(What you need to do): Render the lines below as a Markdown table with the columns "Row" and "Line," numbering each row and skipping blank lines. Leave the pictures out.

(Data for this exercise):
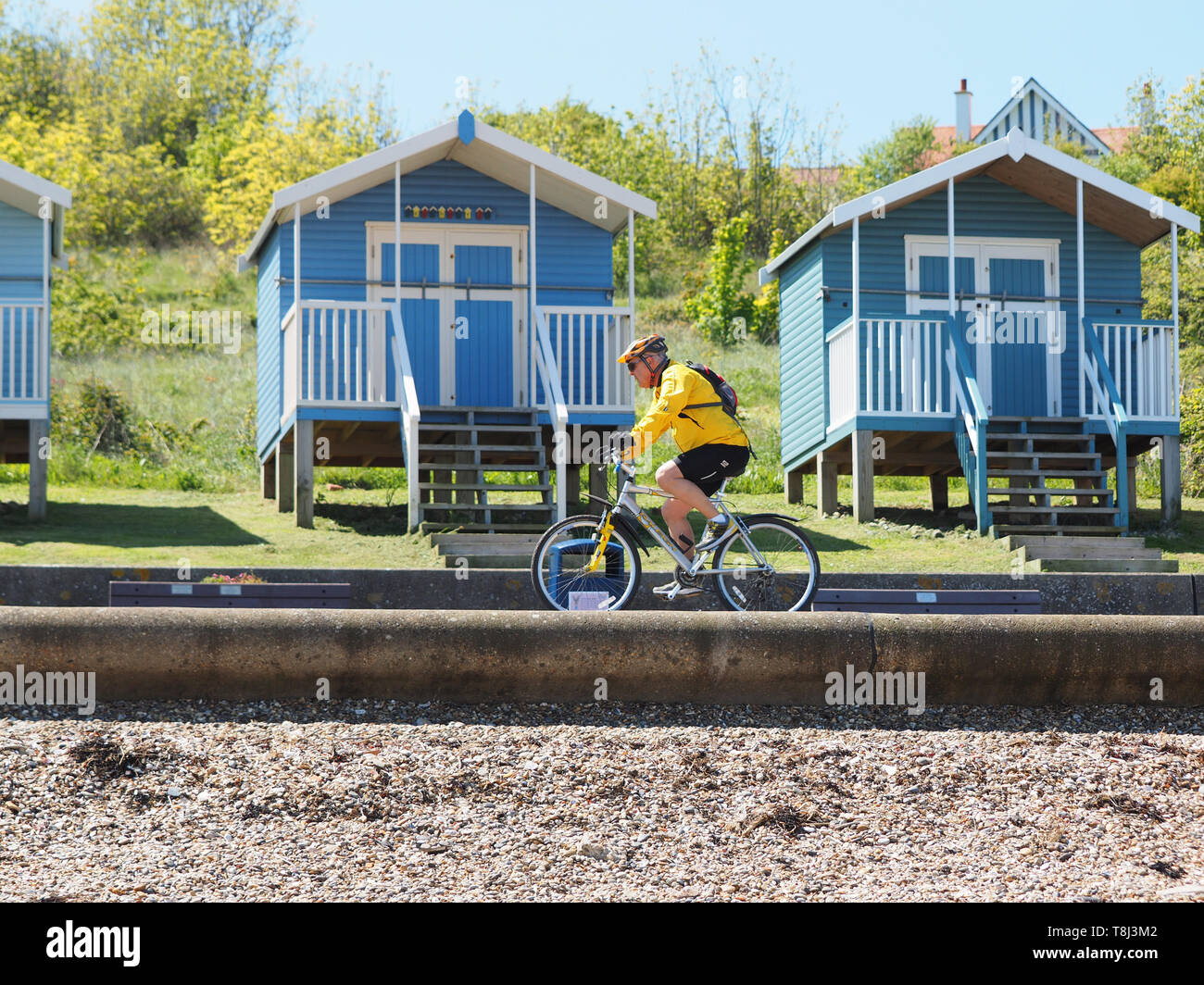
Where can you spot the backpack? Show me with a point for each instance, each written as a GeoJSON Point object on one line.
{"type": "Point", "coordinates": [726, 393]}
{"type": "Point", "coordinates": [723, 391]}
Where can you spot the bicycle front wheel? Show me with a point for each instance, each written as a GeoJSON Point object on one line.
{"type": "Point", "coordinates": [569, 573]}
{"type": "Point", "coordinates": [787, 580]}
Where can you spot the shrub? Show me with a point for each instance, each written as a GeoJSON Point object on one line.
{"type": "Point", "coordinates": [718, 305]}
{"type": "Point", "coordinates": [96, 417]}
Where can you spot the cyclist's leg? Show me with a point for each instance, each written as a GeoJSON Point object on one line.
{"type": "Point", "coordinates": [686, 496]}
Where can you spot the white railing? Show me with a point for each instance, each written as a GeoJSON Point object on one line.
{"type": "Point", "coordinates": [410, 413]}
{"type": "Point", "coordinates": [903, 367]}
{"type": "Point", "coordinates": [894, 365]}
{"type": "Point", "coordinates": [586, 343]}
{"type": "Point", "coordinates": [23, 353]}
{"type": "Point", "coordinates": [843, 403]}
{"type": "Point", "coordinates": [1143, 359]}
{"type": "Point", "coordinates": [336, 355]}
{"type": "Point", "coordinates": [546, 371]}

(Result for this exercise):
| Row | Line |
|---|---|
| 1 | Where can you spot the backpack? Show me with a point for each instance, each written as a GeoJSON Point object on one line. |
| 2 | {"type": "Point", "coordinates": [726, 393]} |
| 3 | {"type": "Point", "coordinates": [723, 391]} |
| 4 | Where can you spot the bicycle front wheel? Show me with a point for each instance, each written as a GeoJSON Point object on one line. |
| 5 | {"type": "Point", "coordinates": [569, 573]} |
| 6 | {"type": "Point", "coordinates": [787, 580]} |
| 7 | Where can you spot the shrub? Show me with a point for each instance, each written as a GeoJSON Point object on one line. |
| 8 | {"type": "Point", "coordinates": [718, 305]} |
| 9 | {"type": "Point", "coordinates": [96, 417]} |
| 10 | Where can you spot the cyclist's leg? Show me with a point for each instance, each written as a GeoJSON Point object on one line. |
| 11 | {"type": "Point", "coordinates": [686, 496]} |
| 12 | Where can you spot the white railing? Show me with a point for each instance, each written as a GeoJSON Point object on one line. |
| 13 | {"type": "Point", "coordinates": [410, 413]} |
| 14 | {"type": "Point", "coordinates": [903, 367]} |
| 15 | {"type": "Point", "coordinates": [894, 365]} |
| 16 | {"type": "Point", "coordinates": [586, 343]} |
| 17 | {"type": "Point", "coordinates": [23, 353]} |
| 18 | {"type": "Point", "coordinates": [843, 403]} |
| 19 | {"type": "Point", "coordinates": [1143, 359]} |
| 20 | {"type": "Point", "coordinates": [336, 355]} |
| 21 | {"type": "Point", "coordinates": [546, 371]} |